◆ **Entries from a dataset**
━━━━━━━━

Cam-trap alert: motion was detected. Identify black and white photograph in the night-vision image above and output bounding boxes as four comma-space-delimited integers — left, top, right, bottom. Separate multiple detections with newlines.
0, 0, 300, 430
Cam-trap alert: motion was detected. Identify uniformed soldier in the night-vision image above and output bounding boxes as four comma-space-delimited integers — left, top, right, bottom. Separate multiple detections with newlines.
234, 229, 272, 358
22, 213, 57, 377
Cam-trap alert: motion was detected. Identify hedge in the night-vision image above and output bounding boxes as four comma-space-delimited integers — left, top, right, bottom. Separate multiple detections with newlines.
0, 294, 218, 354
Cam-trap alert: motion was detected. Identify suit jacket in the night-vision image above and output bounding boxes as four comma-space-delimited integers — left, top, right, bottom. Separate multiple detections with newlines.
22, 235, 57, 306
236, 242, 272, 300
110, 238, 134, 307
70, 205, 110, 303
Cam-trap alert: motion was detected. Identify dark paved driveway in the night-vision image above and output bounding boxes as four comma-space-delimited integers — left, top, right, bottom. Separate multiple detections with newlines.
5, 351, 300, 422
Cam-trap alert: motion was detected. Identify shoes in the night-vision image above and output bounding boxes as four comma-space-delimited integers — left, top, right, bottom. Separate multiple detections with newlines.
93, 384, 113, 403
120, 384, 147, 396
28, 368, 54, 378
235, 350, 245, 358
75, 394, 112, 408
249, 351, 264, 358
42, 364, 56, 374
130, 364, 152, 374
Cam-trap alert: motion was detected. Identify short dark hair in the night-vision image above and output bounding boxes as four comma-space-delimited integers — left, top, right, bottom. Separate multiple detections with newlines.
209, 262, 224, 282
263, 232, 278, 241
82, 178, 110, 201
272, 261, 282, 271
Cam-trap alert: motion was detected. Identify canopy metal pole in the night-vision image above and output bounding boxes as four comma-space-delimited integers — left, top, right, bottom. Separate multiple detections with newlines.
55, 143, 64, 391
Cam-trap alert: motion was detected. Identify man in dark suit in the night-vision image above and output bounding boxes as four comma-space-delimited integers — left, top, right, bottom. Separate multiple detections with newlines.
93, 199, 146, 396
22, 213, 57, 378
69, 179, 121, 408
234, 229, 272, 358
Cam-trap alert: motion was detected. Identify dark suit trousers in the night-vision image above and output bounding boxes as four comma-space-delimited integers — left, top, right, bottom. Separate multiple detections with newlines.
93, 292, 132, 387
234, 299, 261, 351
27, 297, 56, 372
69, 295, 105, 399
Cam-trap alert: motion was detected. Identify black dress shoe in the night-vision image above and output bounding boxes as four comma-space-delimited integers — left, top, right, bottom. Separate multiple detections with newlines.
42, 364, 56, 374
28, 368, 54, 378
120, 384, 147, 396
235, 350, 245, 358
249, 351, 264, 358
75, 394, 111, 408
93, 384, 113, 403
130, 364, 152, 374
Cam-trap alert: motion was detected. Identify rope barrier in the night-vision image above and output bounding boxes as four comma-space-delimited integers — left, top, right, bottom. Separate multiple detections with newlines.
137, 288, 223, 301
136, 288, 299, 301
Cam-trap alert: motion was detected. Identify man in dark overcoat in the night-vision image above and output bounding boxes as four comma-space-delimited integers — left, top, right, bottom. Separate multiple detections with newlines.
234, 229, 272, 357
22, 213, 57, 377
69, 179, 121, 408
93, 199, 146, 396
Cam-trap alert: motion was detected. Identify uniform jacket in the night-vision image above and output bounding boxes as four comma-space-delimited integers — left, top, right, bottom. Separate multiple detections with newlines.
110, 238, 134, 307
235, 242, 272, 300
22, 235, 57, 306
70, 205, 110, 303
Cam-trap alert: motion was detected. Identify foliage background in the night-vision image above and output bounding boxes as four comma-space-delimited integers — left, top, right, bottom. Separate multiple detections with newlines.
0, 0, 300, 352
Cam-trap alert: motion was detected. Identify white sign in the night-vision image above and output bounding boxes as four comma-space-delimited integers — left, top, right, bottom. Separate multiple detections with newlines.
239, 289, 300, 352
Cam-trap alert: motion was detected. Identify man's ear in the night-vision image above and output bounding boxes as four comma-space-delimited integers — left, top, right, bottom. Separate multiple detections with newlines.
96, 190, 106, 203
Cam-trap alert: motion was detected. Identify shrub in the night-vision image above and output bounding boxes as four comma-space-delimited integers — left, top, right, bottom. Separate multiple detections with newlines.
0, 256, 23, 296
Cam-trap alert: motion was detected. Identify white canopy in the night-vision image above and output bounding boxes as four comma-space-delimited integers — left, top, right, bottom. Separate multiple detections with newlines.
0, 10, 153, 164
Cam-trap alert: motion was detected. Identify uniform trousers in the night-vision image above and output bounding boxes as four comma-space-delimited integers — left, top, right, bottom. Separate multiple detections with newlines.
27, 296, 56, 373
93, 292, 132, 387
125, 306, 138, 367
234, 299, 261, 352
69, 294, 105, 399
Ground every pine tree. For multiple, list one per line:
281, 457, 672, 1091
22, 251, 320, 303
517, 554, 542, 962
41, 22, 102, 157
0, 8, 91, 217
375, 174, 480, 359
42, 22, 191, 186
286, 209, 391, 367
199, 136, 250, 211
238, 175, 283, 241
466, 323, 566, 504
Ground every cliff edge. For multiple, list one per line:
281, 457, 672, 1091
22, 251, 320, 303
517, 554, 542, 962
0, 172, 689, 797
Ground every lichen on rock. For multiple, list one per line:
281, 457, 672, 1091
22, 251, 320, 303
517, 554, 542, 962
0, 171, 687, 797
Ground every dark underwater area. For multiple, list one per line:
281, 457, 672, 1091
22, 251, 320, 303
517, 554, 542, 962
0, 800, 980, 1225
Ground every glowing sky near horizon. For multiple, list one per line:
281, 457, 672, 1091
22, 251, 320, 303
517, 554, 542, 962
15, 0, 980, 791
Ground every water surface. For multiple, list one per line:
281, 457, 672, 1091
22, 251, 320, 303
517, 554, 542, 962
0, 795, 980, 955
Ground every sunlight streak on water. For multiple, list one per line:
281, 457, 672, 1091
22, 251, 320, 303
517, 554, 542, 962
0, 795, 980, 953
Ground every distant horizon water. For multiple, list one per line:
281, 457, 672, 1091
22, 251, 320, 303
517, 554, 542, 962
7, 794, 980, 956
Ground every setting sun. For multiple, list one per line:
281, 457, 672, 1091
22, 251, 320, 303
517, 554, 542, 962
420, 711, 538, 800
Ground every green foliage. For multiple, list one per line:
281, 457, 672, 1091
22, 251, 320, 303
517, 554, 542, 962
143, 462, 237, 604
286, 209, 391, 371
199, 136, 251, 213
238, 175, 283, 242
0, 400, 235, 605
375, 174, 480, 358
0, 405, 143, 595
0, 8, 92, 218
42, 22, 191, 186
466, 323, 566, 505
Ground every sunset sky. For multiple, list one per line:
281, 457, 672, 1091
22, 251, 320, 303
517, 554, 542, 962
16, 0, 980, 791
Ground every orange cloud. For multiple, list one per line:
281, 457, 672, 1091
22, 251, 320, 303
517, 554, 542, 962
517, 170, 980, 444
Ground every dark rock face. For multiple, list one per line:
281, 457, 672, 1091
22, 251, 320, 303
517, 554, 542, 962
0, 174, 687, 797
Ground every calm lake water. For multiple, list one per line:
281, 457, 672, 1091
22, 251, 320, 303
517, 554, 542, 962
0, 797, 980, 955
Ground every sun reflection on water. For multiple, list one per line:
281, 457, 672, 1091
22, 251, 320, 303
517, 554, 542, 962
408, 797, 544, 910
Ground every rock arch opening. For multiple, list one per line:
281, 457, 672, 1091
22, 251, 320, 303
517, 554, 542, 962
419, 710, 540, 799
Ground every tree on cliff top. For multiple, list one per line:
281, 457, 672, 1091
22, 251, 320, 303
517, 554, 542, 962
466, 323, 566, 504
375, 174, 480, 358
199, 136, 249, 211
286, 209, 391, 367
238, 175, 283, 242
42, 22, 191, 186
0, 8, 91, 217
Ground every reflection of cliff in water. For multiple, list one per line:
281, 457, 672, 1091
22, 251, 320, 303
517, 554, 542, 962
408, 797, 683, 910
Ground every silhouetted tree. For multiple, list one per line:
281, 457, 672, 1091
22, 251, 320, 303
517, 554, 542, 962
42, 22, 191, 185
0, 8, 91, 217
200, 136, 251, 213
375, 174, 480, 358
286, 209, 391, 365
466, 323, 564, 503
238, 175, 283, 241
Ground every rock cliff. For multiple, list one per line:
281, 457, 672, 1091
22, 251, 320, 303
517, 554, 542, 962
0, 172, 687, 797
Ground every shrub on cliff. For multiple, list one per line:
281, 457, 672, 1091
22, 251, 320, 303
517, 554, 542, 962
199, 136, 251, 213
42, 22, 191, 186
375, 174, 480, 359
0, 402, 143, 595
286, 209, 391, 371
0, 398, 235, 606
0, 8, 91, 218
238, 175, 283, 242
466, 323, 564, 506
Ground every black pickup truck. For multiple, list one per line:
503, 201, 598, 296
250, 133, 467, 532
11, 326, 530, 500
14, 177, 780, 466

━━━━━━━━

◆ **WHAT THE EXERCISE ASKS**
Copy the listing between the lines holding "Cam-trap alert: motion was detected. Identify white sign" and "0, 172, 689, 797", inclusive, keeping every request line and moving each answer's bounding-box coordinates up by 138. Leave the sample coordinates inside the requests as they are.

◆ **TASK RESPONSE**
Cam-trap alert: motion was detected. Identify white sign in the night-vision image above and output bounding boxes as four comma-space-delimited integers — left, top, right, bottom. Separate multiple detections with newlines.
377, 427, 438, 490
Cam-trap alert: motion was detected. Identify man's ear in the night-vision image above and output bounding boxes as four comma-space-delimited integers — left, top, right, bottom. Separate multiple detections with newlines.
234, 328, 244, 341
Cam-trap alert: motion was detected. Identify shrub in the night-vision image above and output bounding boxes as four comma-space-delimited integers — left, top, right, bottom. Separate multiple detections with newlines.
138, 394, 161, 434
Cam-trap alert: motion was detected. Identify white canopy in the night-vision image above and output bounding boxes as four comma-space-delimited integers — left, top, right, bottom. Separate multiple detections with newlines.
138, 148, 291, 302
Cam-trap alert: motion was detected. Identify uniform trousers in the night-vision image above and output bounding boxes as four comma-space-delimited integers — left, top, right, bottom. Separate multiple detections with newlines.
165, 434, 194, 511
231, 430, 270, 525
263, 444, 276, 505
372, 437, 399, 490
207, 432, 243, 537
Ground every pine tree. For multiple, list one per line:
281, 457, 672, 1091
22, 251, 320, 303
517, 554, 542, 962
179, 160, 240, 295
138, 146, 229, 355
513, 312, 618, 497
180, 160, 329, 324
424, 347, 529, 505
337, 274, 388, 349
376, 313, 421, 379
604, 461, 704, 642
Ground every cliff edge. For multiple, list one per line:
281, 457, 672, 1091
22, 251, 320, 303
517, 554, 542, 962
138, 310, 827, 935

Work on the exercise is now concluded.